**PROBLEM DESCRIPTION**
Could you transcribe all of the data exactly and skip any pictures?

**SUPPLIED INFORMATION**
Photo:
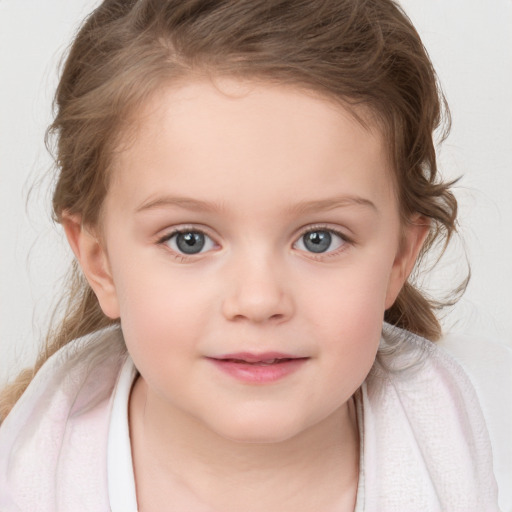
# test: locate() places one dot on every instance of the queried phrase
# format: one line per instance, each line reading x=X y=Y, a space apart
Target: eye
x=189 y=242
x=320 y=241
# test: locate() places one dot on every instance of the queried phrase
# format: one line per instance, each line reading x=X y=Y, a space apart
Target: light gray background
x=470 y=43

**ANSWER BOX**
Photo:
# test: locate() places one dot on every instance of the queried phrase
# format: one line per instance, each line reading x=X y=Y, a space apart
Target: eye
x=189 y=242
x=320 y=241
# test: locate() places one dot on every instance of the queried phrase
# format: one line per instance, each line reading x=X y=Y, a space apart
Target: light gray background
x=470 y=43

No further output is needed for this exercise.